__TASK ITEM__. Please restate the entries below word for word, leaving out any pictures.

__DATA RECORDS__.
- - - - - - -

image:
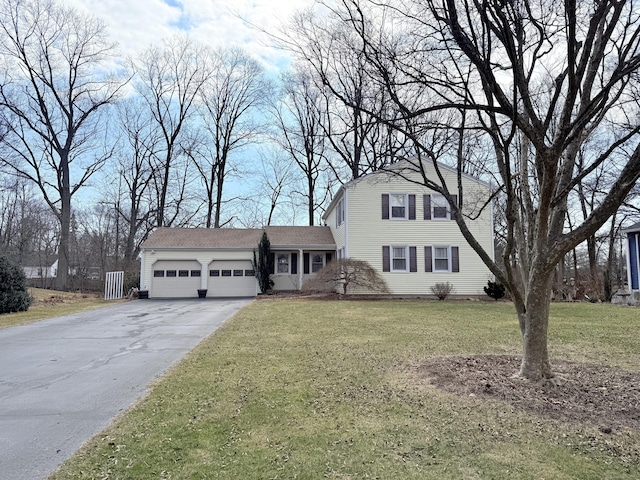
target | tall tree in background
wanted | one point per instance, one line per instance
(52, 93)
(538, 79)
(350, 103)
(170, 78)
(133, 198)
(231, 101)
(298, 115)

- - - - - - -

__RESPONSE AREA__.
image:
target | tall tree in background
wanted | one point per instance, one line per instance
(52, 93)
(538, 79)
(350, 103)
(170, 78)
(133, 198)
(231, 101)
(298, 115)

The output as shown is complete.